━━━━━ Source data ━━━━━

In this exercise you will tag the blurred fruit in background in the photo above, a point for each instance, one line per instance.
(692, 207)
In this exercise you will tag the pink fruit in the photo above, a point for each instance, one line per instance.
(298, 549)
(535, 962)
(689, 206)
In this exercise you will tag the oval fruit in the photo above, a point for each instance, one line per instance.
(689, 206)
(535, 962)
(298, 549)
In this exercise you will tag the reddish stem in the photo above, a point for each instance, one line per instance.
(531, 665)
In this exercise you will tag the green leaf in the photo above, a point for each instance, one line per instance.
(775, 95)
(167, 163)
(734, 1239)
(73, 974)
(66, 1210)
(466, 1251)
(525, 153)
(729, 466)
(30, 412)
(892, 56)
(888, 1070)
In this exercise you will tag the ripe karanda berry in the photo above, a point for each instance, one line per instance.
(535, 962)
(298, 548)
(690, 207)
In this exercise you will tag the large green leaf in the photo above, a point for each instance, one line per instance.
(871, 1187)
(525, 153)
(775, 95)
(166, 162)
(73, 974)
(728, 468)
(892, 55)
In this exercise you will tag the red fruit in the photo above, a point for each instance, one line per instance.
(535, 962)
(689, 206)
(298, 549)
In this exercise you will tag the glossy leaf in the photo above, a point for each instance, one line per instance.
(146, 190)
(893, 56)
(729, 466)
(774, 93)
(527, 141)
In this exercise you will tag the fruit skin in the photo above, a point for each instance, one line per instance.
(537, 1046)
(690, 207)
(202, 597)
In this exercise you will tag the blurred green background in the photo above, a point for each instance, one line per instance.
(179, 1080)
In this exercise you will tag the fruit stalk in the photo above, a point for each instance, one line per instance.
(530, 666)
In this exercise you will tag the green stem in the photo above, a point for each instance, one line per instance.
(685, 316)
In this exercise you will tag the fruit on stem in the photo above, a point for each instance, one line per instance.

━━━━━

__To do__:
Return all the data above once more, precisely as given.

__Solution to the problem__:
In this exercise you will tag the blurred fruit in background in the photo above, a point for each instance, one line per instance.
(692, 207)
In this exercise you will tag the pink fruit in the photo above, a point for each instance, one line per instance.
(298, 549)
(535, 962)
(689, 206)
In this exercise you will tag the oval fruit in the photo above, a point for each instance, one line per instance.
(689, 206)
(535, 962)
(298, 549)
In this exercise you will tag the reddish stem in the photo above, a point for each instance, one line per instance.
(531, 665)
In this exercise you will tag the green leaf in the photo above, a point for each instance, one line per instance.
(775, 95)
(167, 163)
(734, 1239)
(73, 974)
(66, 1210)
(466, 1251)
(525, 153)
(729, 466)
(30, 412)
(892, 56)
(888, 1070)
In this exercise you will tag the ripe karanda berry in the photo above, a point for each instance, one line per instance.
(535, 962)
(298, 548)
(690, 207)
In this exercise you will tag the large green leaf in the photo above, a point for each instance, one line per instance.
(871, 1187)
(525, 153)
(775, 95)
(166, 162)
(73, 974)
(728, 468)
(892, 55)
In this exercise you will tag the red fruit in the photo above, a point for each instance, one line per instance.
(535, 962)
(689, 206)
(298, 549)
In this exercise you will tag the glossy leaf in the photo above, a point for each instance, one line per instance.
(146, 190)
(893, 56)
(729, 466)
(774, 93)
(527, 141)
In this exercise you will tag the fruit skin in the photo above, a point for each instance, one line per instance.
(537, 1046)
(690, 207)
(202, 597)
In this exercise you will tag the blurred green background in the photo above, a point for each instance, one line per instance.
(179, 1080)
In this exercise you will tag the fruit stalk in the photo above, a point for each instance, one line per instance.
(530, 666)
In this exercise you will tag the green stem in the photo above, a point for each instance, one line per instance.
(685, 316)
In this exercise you will tag the fruit on stem in the photo above, a point for each instance, one line per instance.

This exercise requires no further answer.